Che sia per un nuovo lavoro o per motivi personali, dare le dimissioni volontarie è sempre più frequente

Abbiamo accennato all’ultimo decennio perché secondo studi universitari inglesi la tendenza a licenziarsi sembra un’escalation che parte già dal 2009. Solo il 2020 ne ha visto un parziale arresto. Il paragone con gli USA sembra però reggere solo con opportune precisazioni. Il tasso di disoccupazione americano è più basso che in Italia pertanto si giustificherebbe maggiormente questo desiderio di “trovare un posto migliore”. Altri dati, questa volta di un’autorevole società di recruiting, rilevano come:

  • il 29% di coloro che hanno un impiego ne stanno già cercando uno nuovo;
  • un altro 24% di lavoratori che sta meditando di cambiare impiego.

Inutile dire che la fascia di età che esprime questa voglia di cambiamento è proprio quella 25-34 anni.

Le dimissioni e la libertà di cambiare

I giovani sembrano aver rinunciato al mito del posto fisso per tutta la vita in un’unica azienda. I recruiters riportano come fra i candidati ad un lavoro fisso, sia ricorrente la richiesta di esser assunti come freelance. Di sicuro i sociologi avranno un gran da fare a spiegare questo fenomeno, forse figlio della pandemia. Sembra palese comunque che i valori siano radicalmente cambiati. Se fino a qualche anno fa si lottava per l’art.18 e per non esser licenziati, ora si opta per la possibilità di scegliere e cambiare. Il posto fisso è diventato sempre più un miraggio e il cosiddetto popolo dei precari sembra avervi rinunciato. In Italia l’altra faccia della medaglia di essere freelance sembra la possibilità di guadagnarne in qualità della vita. La precarietà è anche in qualche modo libertà e possibilità di autogestirsi.

Dal punto di vista delle aziende

Negli Stati Uniti si studiano da tempo le politiche aziendali di “talent retention”. Ossia come trattenere i talenti. L’azienda, nella maggior parte dei casi, pare soffrire il fenomeno “great resignation “. Queste, infatti, devono spendere tempo e risorse interne per la selezione e la formazione di nuovo personale. Quindi a conclusione si può osservare che sembrano ribaltati i ruoli soprattutto per impieghi dirigenziali. Ora sono anche le aziende ad essere scelte dai propri lavoratori. Questo, forse, è uno dei tanti effetti paradossali della pandemia.
Che sia per un nuovo lavoro o altri motivi, la rassegna delle dimissioni sembra entrata a far parte della vita professionale di molti lavoratori.

CONSEGNA
Trascrivi dal testo sulle dimissioni volontarie il tratto che va da "Abbiamo accennato all’ultimo" fino a "quella 25-34 anni.", senza cambiare nulla. Basati soltanto sul testo.

RIGHE ELENCATE
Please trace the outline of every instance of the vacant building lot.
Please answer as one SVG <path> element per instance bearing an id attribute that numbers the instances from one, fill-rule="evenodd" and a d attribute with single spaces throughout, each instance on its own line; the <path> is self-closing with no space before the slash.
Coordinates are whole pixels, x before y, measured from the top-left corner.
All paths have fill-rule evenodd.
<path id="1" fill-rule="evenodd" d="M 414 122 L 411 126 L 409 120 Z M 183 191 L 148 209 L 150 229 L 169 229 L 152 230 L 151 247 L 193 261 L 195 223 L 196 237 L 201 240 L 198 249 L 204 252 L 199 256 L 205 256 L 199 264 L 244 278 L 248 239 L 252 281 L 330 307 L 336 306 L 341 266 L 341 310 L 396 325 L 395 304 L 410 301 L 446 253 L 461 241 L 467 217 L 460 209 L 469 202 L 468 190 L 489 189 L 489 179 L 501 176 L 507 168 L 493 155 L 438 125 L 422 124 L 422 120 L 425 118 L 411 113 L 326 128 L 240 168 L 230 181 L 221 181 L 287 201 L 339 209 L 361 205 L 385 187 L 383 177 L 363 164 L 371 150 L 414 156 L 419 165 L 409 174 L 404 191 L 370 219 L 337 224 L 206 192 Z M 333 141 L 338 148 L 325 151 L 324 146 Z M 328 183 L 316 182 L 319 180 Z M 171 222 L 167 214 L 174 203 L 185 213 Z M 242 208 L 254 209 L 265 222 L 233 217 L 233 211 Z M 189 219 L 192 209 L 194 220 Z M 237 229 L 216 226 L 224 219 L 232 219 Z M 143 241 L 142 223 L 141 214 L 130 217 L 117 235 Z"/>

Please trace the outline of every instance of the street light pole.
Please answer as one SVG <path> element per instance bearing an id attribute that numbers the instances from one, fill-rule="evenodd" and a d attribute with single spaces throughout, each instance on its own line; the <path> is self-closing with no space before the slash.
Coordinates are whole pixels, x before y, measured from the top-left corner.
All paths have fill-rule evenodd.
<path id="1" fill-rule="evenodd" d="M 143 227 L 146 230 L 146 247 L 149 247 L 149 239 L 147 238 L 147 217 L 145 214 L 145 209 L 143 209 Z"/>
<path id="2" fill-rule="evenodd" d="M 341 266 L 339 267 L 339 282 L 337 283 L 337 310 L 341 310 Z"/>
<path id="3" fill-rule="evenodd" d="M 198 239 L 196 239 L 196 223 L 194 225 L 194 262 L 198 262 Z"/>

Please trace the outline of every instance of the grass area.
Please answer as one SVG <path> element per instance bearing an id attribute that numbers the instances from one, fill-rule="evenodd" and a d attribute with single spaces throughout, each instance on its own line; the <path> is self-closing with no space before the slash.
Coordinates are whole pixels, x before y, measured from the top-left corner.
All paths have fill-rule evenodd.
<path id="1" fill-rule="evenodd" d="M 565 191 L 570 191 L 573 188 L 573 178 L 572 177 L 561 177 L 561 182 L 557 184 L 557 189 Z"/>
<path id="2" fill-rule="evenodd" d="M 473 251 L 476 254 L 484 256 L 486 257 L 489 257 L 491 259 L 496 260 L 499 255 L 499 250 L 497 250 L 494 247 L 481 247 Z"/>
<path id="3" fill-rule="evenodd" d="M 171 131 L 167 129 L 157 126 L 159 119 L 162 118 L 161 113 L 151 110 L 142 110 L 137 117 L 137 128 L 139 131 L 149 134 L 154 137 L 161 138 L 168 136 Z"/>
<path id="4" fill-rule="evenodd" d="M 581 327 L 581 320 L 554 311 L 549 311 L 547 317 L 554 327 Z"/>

SPAZIO RISPOSTA
Abbiamo accennato all’ultimo decennio perché secondo studi universitari inglesi la tendenza a licenziarsi sembra un’escalation che parte già dal 2009. Solo il 2020 ne ha visto un parziale arresto. Il paragone con gli USA sembra però reggere solo con opportune precisazioni. Il tasso di disoccupazione americano è più basso che in Italia pertanto si giustificherebbe maggiormente questo desiderio di “trovare un posto migliore”. Altri dati, questa volta di un’autorevole società di recruiting, rilevano come:

  • il 29% di coloro che hanno un impiego ne stanno già cercando uno nuovo;
  • un altro 24% di lavoratori che sta meditando di cambiare impiego.

Inutile dire che la fascia di età che esprime questa voglia di cambiamento è proprio quella 25-34 anni.